* _SHORT EXERCISE A_
Pick out and copy every line of the listing below that contains the word "palm". Case counts.
━━━━━ TEXT SECTION
Two authentic Diaries arranged and translated

by

James P. Smythe, A.M., Ph.D.

THIRD EDITION

1920

PART ONE

RESCUING THE CZAR

FOREWORD

by

W.E.  Aughinbaugh, M.D., LL.B., LL.M.

Is the former Czar and his Imperial family still alive?  There are millions of people in Europe and America who are asking this question.

European governments have considered the question of sufficient interest to justify the investigation by official bodies of the alleged extinction of this ancient Royal Line.  Millions have been expended for that purpose.  Commissions have pretended to investigate the subject after the event.  Volumes have been returned of a speculative nature to authenticate a mysterious disappearance that has never been explained.

April 5; the Universal Service carried a cable from Paris reading:  “Czar Nicholas and all members of the Imperial family of Russia are still alive, according to M. Lassies, former member of the Chamber of Deputies, who has just returned from a mission to Russia.”  This was several weeks after the manuscript of the following account of the Czar’s Escape was in my possession.[A] Yet this confirmation of the manuscript has not sufficiently overcome the universally persistent doubt that has grown out of many previous imposing reports.
━━━━━━━━━━
━━━━━ ENTRIES SUPPLIED
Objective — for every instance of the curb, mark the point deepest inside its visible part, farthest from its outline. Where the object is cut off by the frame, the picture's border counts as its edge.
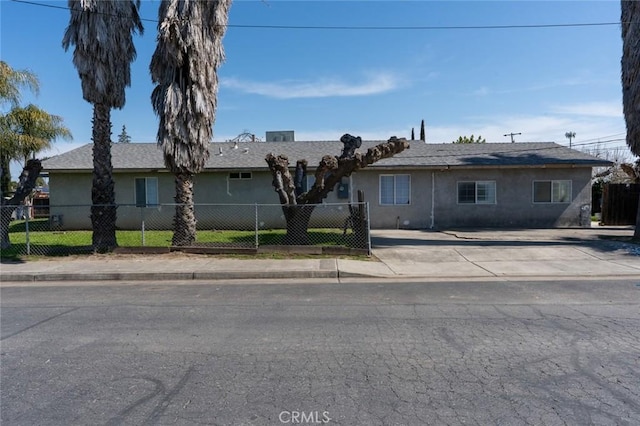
(177, 276)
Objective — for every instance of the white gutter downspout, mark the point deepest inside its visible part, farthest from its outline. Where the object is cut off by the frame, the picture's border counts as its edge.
(433, 198)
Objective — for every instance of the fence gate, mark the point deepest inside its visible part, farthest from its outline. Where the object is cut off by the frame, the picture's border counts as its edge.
(620, 204)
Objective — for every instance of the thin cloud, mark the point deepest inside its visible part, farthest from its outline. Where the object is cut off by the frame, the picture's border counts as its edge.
(323, 88)
(485, 91)
(591, 109)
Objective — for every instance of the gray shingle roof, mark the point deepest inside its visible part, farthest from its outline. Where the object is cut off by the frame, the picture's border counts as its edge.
(251, 155)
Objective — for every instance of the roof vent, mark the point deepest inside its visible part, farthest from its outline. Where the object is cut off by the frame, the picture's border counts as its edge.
(280, 136)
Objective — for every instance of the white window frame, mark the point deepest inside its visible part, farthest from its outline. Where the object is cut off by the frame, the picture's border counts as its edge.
(476, 183)
(395, 195)
(240, 175)
(149, 183)
(554, 197)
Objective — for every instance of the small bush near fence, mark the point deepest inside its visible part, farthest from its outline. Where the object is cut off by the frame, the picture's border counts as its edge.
(68, 229)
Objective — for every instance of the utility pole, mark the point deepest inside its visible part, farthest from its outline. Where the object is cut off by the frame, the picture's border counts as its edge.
(512, 135)
(570, 136)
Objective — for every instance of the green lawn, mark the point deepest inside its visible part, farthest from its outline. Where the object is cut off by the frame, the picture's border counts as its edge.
(49, 242)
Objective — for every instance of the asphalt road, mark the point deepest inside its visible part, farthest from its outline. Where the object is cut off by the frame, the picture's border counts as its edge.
(511, 353)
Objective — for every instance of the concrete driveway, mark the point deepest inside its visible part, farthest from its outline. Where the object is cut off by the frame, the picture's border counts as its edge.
(592, 253)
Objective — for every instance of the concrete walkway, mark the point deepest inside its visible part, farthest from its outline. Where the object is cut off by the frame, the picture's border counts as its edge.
(398, 254)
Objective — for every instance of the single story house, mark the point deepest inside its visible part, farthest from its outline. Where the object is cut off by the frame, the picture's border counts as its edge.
(524, 185)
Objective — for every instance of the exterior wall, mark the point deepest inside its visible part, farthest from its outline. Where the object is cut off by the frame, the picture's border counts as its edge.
(70, 201)
(430, 206)
(415, 215)
(514, 205)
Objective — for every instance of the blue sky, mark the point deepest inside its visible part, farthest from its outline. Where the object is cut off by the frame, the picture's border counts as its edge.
(377, 82)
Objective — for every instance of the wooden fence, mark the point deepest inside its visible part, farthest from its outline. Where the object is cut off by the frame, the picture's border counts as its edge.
(620, 204)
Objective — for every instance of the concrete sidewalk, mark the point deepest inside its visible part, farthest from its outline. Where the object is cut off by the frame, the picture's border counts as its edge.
(398, 254)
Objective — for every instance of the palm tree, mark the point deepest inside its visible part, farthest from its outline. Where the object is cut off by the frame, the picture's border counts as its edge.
(184, 68)
(12, 80)
(23, 133)
(102, 33)
(630, 19)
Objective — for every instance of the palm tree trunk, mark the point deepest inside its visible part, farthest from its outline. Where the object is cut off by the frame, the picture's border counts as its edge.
(26, 183)
(103, 210)
(184, 222)
(636, 232)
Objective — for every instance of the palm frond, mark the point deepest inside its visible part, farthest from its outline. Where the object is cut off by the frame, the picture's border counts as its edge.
(184, 68)
(101, 31)
(630, 20)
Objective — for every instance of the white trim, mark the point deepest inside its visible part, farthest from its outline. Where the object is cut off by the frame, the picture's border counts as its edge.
(475, 193)
(395, 202)
(551, 181)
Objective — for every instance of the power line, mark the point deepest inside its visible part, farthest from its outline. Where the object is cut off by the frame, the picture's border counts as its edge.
(371, 28)
(599, 142)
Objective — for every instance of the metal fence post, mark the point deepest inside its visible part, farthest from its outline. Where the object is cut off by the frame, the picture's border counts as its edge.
(26, 230)
(256, 226)
(142, 225)
(366, 205)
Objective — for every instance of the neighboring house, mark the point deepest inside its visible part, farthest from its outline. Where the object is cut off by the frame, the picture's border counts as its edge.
(524, 185)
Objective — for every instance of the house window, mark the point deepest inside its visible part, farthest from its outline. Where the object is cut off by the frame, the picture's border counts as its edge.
(146, 192)
(240, 175)
(552, 191)
(395, 189)
(480, 192)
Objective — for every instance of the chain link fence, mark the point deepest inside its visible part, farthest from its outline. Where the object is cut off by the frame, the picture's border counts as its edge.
(67, 229)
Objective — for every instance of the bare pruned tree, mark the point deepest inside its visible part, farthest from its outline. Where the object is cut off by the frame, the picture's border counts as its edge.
(298, 206)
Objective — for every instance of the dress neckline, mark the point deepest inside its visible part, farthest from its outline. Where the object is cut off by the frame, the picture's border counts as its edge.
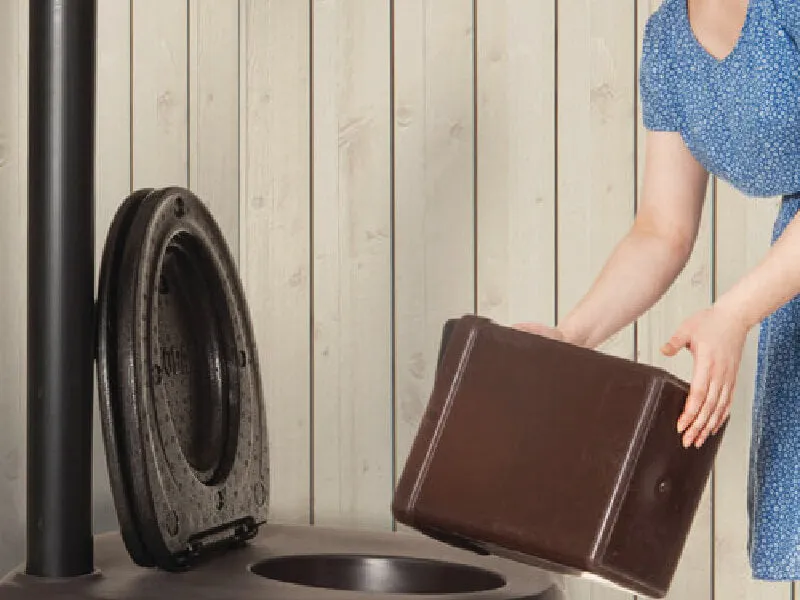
(687, 24)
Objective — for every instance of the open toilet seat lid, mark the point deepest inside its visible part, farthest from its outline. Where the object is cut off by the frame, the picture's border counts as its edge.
(179, 384)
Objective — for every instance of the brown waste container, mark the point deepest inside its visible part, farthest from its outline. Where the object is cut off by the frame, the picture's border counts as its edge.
(558, 456)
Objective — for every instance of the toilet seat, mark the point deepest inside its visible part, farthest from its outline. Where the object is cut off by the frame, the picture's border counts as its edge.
(186, 447)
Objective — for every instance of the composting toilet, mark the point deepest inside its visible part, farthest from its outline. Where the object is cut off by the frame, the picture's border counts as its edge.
(186, 443)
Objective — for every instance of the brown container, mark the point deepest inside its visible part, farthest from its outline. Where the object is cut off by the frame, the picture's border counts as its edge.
(556, 456)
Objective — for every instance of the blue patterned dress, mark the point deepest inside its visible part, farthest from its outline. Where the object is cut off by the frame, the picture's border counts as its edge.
(740, 118)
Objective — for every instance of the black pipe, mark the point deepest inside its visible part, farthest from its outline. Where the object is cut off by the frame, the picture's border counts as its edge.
(60, 286)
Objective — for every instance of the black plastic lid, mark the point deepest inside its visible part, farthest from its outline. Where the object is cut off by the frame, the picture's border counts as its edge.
(180, 392)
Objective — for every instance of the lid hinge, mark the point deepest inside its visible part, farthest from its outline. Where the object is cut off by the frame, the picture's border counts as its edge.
(218, 538)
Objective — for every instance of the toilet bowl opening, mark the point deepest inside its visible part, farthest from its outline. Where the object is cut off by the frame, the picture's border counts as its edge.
(197, 358)
(378, 574)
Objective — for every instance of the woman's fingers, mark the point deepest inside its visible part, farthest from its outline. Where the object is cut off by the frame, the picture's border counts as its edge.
(679, 340)
(725, 414)
(716, 416)
(708, 404)
(698, 392)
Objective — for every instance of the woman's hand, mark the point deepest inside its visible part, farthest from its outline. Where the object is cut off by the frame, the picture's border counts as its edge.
(716, 338)
(541, 329)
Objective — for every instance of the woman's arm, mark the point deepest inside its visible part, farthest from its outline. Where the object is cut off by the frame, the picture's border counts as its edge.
(716, 336)
(651, 255)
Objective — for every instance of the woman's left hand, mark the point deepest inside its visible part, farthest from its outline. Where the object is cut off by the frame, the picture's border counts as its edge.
(716, 338)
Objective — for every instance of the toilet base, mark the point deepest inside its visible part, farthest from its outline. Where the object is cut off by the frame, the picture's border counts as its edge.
(368, 562)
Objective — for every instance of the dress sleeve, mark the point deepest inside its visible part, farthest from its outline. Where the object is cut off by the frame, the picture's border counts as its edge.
(660, 110)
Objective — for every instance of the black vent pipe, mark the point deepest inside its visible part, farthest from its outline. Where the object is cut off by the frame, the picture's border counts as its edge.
(60, 286)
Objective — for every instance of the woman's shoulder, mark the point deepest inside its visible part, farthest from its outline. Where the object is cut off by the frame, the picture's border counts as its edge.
(661, 27)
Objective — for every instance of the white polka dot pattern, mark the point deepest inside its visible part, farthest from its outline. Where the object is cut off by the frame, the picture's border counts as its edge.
(740, 117)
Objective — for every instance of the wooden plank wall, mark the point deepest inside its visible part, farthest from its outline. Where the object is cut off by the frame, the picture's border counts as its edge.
(378, 167)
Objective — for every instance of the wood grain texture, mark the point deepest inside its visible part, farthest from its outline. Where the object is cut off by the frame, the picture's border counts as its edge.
(516, 160)
(214, 111)
(596, 161)
(434, 194)
(160, 93)
(275, 234)
(352, 300)
(112, 182)
(13, 270)
(690, 293)
(744, 226)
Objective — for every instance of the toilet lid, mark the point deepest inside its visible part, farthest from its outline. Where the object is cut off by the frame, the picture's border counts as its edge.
(179, 384)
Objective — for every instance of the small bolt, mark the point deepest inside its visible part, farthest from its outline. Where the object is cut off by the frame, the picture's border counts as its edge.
(173, 523)
(260, 493)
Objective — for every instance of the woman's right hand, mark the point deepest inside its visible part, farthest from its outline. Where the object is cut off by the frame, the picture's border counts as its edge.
(542, 330)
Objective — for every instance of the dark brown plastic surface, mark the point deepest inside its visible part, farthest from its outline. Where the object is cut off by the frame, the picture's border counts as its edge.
(555, 455)
(300, 562)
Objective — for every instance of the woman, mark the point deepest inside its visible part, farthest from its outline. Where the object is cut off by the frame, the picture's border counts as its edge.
(720, 89)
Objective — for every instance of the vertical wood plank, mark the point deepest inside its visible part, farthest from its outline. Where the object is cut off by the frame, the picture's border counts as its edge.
(13, 252)
(160, 93)
(744, 227)
(691, 292)
(516, 160)
(596, 163)
(214, 111)
(275, 234)
(112, 182)
(352, 305)
(434, 194)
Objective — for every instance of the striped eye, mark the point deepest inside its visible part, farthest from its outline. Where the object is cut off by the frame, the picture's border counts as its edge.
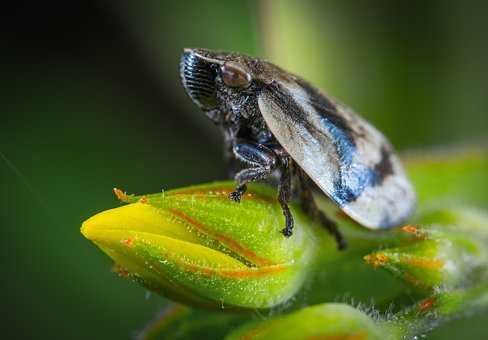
(234, 75)
(198, 78)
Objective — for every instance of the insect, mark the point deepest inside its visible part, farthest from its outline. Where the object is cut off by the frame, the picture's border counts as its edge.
(276, 123)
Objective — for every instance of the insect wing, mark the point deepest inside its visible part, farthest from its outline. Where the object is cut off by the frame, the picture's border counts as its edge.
(344, 155)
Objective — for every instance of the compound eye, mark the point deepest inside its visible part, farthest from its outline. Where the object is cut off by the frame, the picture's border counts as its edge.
(234, 75)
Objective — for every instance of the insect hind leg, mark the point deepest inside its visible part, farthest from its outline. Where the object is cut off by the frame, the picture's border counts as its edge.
(310, 207)
(284, 196)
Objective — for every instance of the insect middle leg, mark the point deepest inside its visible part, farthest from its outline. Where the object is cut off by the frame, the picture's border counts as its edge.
(311, 209)
(262, 161)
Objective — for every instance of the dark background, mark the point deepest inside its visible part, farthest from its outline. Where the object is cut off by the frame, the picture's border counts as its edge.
(91, 100)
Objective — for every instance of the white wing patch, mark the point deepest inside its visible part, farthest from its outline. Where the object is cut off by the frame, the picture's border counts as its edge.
(344, 155)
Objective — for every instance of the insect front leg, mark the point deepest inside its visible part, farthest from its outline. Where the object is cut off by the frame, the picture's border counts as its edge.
(311, 209)
(262, 162)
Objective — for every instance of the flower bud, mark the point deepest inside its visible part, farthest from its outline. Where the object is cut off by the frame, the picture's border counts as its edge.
(196, 246)
(326, 321)
(438, 256)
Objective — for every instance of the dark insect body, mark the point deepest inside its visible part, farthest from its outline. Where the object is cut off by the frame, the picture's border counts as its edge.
(276, 123)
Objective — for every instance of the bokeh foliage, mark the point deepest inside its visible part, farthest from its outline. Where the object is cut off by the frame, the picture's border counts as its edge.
(91, 100)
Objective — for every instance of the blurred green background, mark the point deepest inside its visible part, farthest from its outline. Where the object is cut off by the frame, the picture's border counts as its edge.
(91, 99)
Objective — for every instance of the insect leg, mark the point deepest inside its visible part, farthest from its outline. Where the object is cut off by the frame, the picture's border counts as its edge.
(311, 209)
(262, 161)
(284, 197)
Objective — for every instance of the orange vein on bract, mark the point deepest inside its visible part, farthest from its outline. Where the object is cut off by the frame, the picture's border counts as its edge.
(227, 241)
(424, 262)
(222, 192)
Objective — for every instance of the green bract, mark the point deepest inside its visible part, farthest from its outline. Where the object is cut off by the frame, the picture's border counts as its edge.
(197, 246)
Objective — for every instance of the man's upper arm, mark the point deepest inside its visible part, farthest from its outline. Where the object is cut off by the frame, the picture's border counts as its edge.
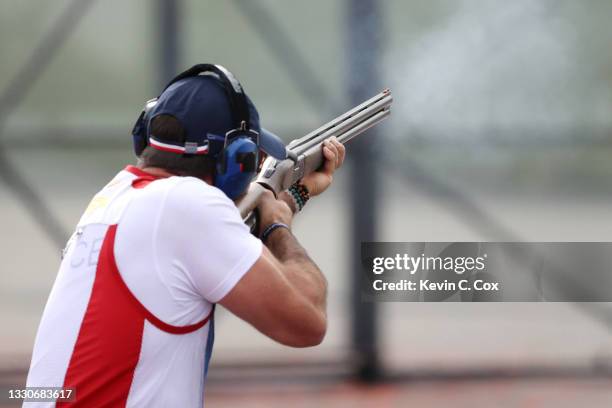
(205, 235)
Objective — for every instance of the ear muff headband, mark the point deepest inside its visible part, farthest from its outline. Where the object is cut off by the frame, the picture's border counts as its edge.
(234, 91)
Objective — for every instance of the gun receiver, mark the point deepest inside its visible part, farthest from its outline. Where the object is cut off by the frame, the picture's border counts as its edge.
(305, 155)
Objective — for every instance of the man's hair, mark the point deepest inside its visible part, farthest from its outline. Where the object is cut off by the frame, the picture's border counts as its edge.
(169, 129)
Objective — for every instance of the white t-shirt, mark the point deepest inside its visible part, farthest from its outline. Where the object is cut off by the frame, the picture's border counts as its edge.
(129, 319)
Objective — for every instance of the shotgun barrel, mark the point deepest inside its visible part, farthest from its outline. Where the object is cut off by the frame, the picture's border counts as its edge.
(305, 155)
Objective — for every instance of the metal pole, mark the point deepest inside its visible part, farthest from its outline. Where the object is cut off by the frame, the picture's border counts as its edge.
(363, 26)
(168, 40)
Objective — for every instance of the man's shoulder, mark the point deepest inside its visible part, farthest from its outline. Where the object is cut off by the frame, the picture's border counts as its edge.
(190, 194)
(187, 188)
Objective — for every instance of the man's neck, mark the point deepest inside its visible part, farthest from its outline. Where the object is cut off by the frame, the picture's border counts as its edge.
(161, 172)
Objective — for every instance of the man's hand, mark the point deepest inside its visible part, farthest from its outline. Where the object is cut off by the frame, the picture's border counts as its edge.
(272, 210)
(318, 181)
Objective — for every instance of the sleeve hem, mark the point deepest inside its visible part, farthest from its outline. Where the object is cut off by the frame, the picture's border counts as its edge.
(237, 272)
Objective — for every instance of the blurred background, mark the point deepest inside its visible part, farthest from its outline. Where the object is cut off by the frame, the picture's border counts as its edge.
(501, 131)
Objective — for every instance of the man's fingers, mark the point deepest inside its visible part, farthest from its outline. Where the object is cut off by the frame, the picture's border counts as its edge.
(341, 151)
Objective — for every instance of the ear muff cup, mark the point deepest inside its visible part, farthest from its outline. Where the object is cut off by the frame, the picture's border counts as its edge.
(237, 166)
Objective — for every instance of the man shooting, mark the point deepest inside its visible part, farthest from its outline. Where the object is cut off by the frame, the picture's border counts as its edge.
(129, 321)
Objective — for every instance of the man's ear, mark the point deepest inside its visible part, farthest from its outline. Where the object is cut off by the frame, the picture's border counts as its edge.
(262, 157)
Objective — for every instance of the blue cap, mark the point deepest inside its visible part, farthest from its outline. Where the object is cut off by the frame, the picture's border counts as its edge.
(202, 107)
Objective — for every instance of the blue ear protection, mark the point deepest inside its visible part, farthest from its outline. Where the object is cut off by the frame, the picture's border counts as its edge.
(237, 162)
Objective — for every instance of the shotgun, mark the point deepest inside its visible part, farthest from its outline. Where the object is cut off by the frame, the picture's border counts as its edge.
(305, 155)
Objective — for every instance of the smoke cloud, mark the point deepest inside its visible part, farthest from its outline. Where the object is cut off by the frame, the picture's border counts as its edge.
(499, 65)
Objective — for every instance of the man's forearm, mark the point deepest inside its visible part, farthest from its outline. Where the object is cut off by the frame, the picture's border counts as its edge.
(301, 271)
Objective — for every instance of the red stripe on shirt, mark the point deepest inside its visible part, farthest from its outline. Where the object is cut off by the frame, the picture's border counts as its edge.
(107, 349)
━━━━━━━━━━
* _SHORT EXERCISE B_
Supply the next part of the foreword about whether the former Czar and his family are still alive, beginning right after its last sentence above.

* _TASK OUTPUT A_
Objective — for every instance of the palm tree, mark the point deepest inside its visible part, farthest from its outline. Where the object is cut off by the frame, the picture's border counts as its edge.
Objective — for every instance of the palm tree trunk, mark the point deepest inside its visible part, farthest from its outline. Where the object is cut off by the frame, the picture's border counts as its edge.
Objective — for every instance of the palm frond, mark the point deepest inside its visible part, farthest from its outline. Where the object is cut off by the frame, the picture's border counts as its edge.

* _TASK OUTPUT B_
In certain Royal quarters the anxiety to disseminate the “reports” of their Commissions is too apparent to authorize a judicial mind to accept their speculative guesswork as convincing evidence of a legal corpus delicti when no identified bodies have ever been produced.  This eagerness to convince the world by substituting a mere disappearance, or the lack of evidence, for positive proof of the Royal assassination raises very naturally the presumption that certain circles are more interested in misleading than in satisfying the public mind.

To those schooled in the methods and objects of international propaganda during the Great War it is evident that, in a period of revolution, when thrones and dynasties become unpopular within the area of hostility and discontent, the adherents of Royalty may not be unwilling to appease the demand for vengeance by some theatrical display of meeting it with a pretense or an artifice until the passions of the populace have subsided and sober toleration resumes its sway over the sated revolutionary mind.